### INFORMATION GIVEN
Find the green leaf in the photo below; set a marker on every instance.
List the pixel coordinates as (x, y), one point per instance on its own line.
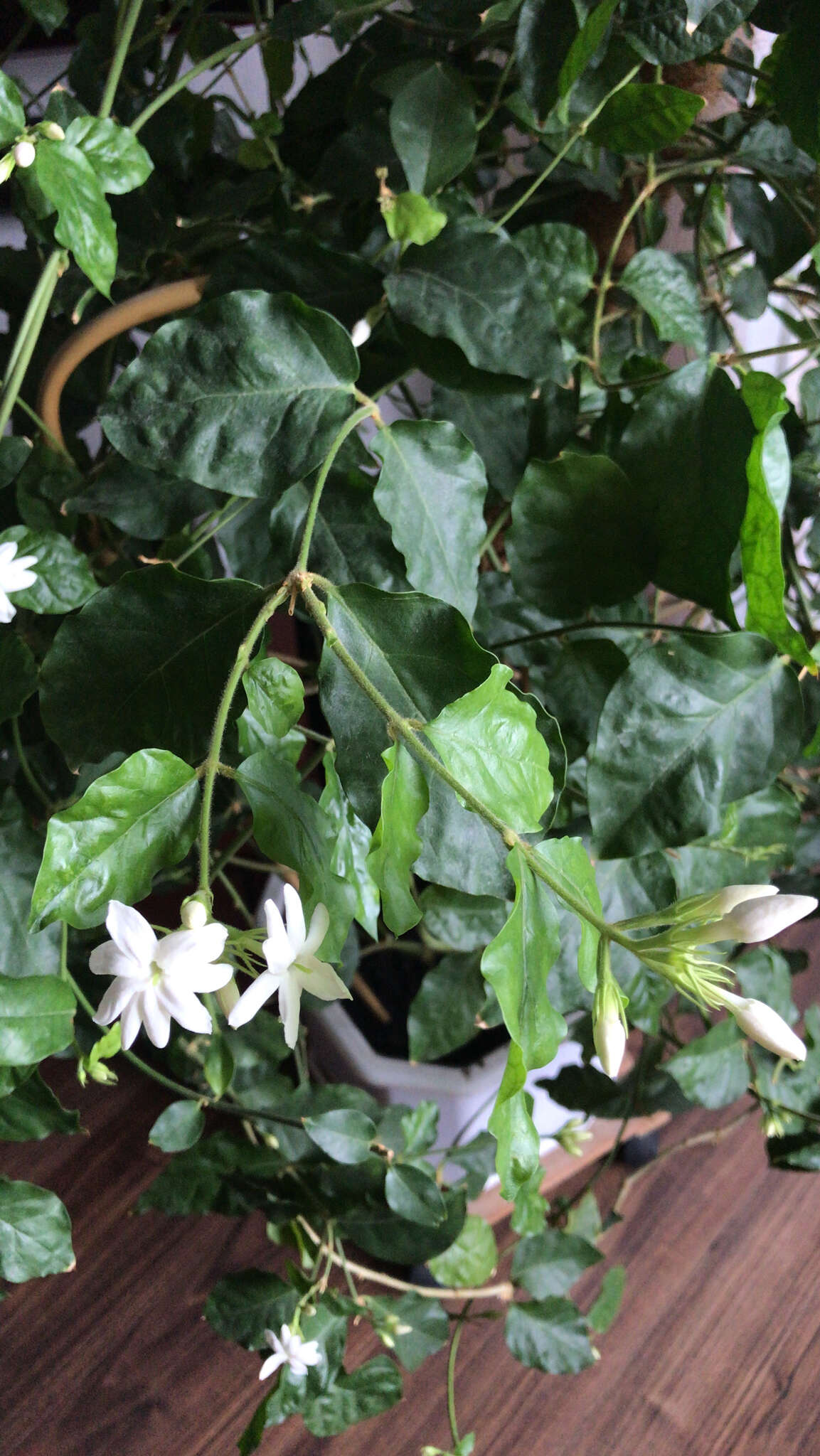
* * *
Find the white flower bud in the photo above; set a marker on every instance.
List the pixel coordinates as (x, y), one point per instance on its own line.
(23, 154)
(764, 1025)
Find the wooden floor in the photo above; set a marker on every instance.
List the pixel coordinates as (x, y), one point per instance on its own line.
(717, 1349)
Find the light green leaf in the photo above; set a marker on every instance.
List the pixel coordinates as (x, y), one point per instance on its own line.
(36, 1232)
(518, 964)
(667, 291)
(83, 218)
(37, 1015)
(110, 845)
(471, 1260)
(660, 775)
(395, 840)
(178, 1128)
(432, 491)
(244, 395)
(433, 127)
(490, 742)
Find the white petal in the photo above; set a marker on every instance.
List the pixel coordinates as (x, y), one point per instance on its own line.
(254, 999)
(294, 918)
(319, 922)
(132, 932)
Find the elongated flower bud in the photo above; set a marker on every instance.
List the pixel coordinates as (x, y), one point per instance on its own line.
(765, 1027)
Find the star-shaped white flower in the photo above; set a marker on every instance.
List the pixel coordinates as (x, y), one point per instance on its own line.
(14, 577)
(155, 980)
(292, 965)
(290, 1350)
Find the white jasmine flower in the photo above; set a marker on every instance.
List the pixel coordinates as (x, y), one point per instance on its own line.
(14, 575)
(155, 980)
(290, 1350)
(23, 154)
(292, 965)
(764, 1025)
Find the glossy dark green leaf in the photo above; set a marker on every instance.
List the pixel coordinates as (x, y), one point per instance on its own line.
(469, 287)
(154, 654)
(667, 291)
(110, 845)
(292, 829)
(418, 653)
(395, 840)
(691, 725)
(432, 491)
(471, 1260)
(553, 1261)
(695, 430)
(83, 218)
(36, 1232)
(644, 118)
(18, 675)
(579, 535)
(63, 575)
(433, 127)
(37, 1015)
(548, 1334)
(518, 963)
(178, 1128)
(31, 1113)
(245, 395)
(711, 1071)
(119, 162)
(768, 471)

### TASK TO CARRY OUT
Turn the lines beginning with the one that contains "Find the wooden" and ending after the one that contains "(717, 1349)" into a numbered list. Leave out any blank lines.

### FULL SOLUTION
1. Find the wooden floor in the photo above; set a marker on every instance.
2. List the pixel coordinates as (x, y), one point per instance on its own line.
3. (717, 1349)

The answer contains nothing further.